## AIM OF THE EXERCISE
In the copy you make of the entries, no picture should appear, and every word must match.

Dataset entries
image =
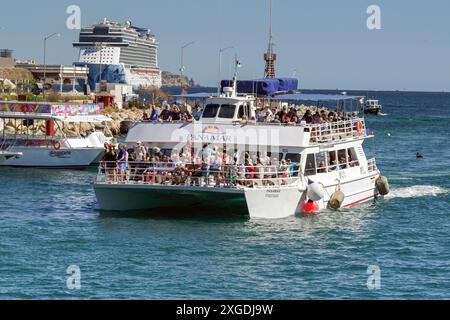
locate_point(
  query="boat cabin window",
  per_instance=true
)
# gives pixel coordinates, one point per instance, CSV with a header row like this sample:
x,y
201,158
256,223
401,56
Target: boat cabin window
x,y
331,161
321,162
310,169
211,111
352,158
227,111
294,157
342,159
244,111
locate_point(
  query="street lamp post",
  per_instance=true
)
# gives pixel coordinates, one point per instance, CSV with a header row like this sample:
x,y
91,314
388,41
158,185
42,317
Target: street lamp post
x,y
57,34
221,51
182,67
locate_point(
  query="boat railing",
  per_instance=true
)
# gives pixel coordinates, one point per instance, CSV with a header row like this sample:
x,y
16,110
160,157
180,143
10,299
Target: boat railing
x,y
331,132
323,133
372,165
198,175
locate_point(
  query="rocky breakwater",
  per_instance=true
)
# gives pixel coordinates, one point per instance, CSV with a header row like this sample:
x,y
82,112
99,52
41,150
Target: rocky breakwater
x,y
122,120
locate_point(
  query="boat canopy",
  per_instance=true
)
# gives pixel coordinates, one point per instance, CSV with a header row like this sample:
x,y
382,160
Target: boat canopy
x,y
201,95
316,97
49,108
62,118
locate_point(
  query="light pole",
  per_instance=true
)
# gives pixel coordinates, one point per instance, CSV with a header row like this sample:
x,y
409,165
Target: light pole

## ANSWER TO THE EXERCISE
image =
locate_point(
  query="boat cabin window",
  per_instance=true
)
# gives pixel coordinates, one point per instance, CSV with a header row like this sample:
x,y
201,158
256,223
401,56
Target: boat cabin window
x,y
331,161
321,162
310,169
211,111
352,158
227,111
294,157
342,159
244,111
locate_point(
  query="street lamp post",
  per_instance=true
)
# gives pixel coordinates, one point per instance, CSV with a header row like this sample:
x,y
91,314
388,41
158,185
42,317
Target: street lamp post
x,y
57,34
221,51
182,67
locate_point(
  query="boat railing",
  per_instance=true
)
# gives pixel coordinates, one point per instance, CSV with a header row like this sample:
x,y
16,110
160,157
180,143
10,299
Target: boat railing
x,y
331,132
323,133
372,165
198,175
locate_point(
  query="rocky breakwater",
  per_instance=true
)
# gives pixel coordinates, one point per instance, CSV with a header row like this sample:
x,y
82,112
99,52
41,150
Target: rocky breakwater
x,y
122,120
locate_point(
  query="boat canopy",
  per_instance=true
)
# gives pixel coordinates, one point per instance, CSV with a header row like this sample:
x,y
382,160
Target: boat canopy
x,y
201,95
316,97
49,108
62,118
locate_point(
  query="light pole",
  per_instance=true
)
# gives pixel coordinates, one point per instance, CSV with a header row like this sample:
x,y
409,165
Target: light pole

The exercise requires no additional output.